◆ **Aufgabenziel**
Bitte zitieren Sie aus dem Text zur Geschichte des Turnvereins Hagsfeld wörtlich den Abschnitt von „Gauturnfest in Hagsfeld“ bis „Schau vollzählig angetreten.“.

◆ **Dokumentauszug**
Die vorzügliche Leitung des Turnwartes Bernhard ermöglichte es dem Verein, an dem Kreisturnfest in Neustadt (Haardt) im Jahre 1899 mit einer 18 Mann starken Vereinsriege teilzunehmen und zwar mit gutem Erfolg. Der seitherige Turnwart Bernhard schied am Ende des Jahres 1900 aus. Von da ab wurde der Turnbetrieb von dem damals 21-jährigen Mitglied Gustav Nerding geleitet.

Das im Jahre 1902 stattgefundene Kreisturnfest in Pforzheim konnte mit einer 24 Mann starken Vereinsriege besucht werden. Der Verein schnitt hierbei mit der Note „sehr gut“ ab.

Gauturnfest in Hagsfeld

Ein Höhepunkt der Vereinsgeschichte bildete das Jahr 1906, in welchem dem Verein das Gauturnfest übertragen wurde. Der 30. Juni 1906, an dem das Gauturnfest stattfand, wurde zu einem Festtag für die ganze Gemeinde, die sich an der Ausschmückung der Häuser freudig beteiligte und an der Veranstaltung lebhaften Anteil nahm. Sämtliche Vereine des Karlsruher Turngaues waren zu dieser turnerischen Schau vollzählig angetreten.

Einen solchen Festzug hatte die Gemeinde bis dahin noch nicht gesehen. Das Fest selbst wickelte sich dank der guten Vorbereitungen des Turnvereins reibungslos ab und nahm einen ruhigen von echt turnerischem Geiste getragenen Verlauf, was auch vom Gauvorstand rühmlich hervorgehoben wurde.

Das Jahr 1906 war auch wirklich der Höhepunkt des Vereins selbst. Dennoch im gleichen Jahre traten auch innerhalb der Gemeinde die damaligen sozialen Spannungen und deren politische Auswirkungen auf, die sich auch stark auf den Turnverein auswirkten.

Zwei Vereine

Sie führten im Jahre 1907 dahin, dass von vielen Mitgliedern ein Antrag auf Übertritt des Vereins in den Arbeiterturnerbund gestellt wurde. Der Antrag wurde abgelehnt, aber der Verein verlor hierbei zahlreiche Mitglieder, die sich in der nachmaligen „Freien Turnerschaft“ zusammenschlossen, somit bestanden nun zwei Turnvereine in Hagsfeld, beide mit annähernd gleicher Mitgliederzahl. Es sei aber gleich hervorgehoben, dass das Verhältnis der beiden Brudervereine zueinander nie ernstlich getrübt war. Allerdings hat die Trennung keinem der beiden Vereine zum Vorteil gereicht. Die „Freie Turnerschaft“ bezog Quartier in dem Gasthaus „Zum Bahnhof“.

◆ **Gegebenes Material**
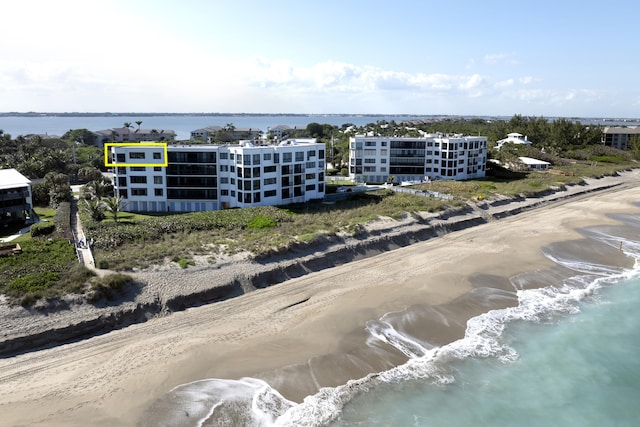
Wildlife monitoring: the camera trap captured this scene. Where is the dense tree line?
[0,129,104,181]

◆ **Gelöste Aufgabe**
Gauturnfest in Hagsfeld

Ein Höhepunkt der Vereinsgeschichte bildete das Jahr 1906, in welchem dem Verein das Gauturnfest übertragen wurde. Der 30. Juni 1906, an dem das Gauturnfest stattfand, wurde zu einem Festtag für die ganze Gemeinde, die sich an der Ausschmückung der Häuser freudig beteiligte und an der Veranstaltung lebhaften Anteil nahm. Sämtliche Vereine des Karlsruher Turngaues waren zu dieser turnerischen Schau vollzählig angetreten.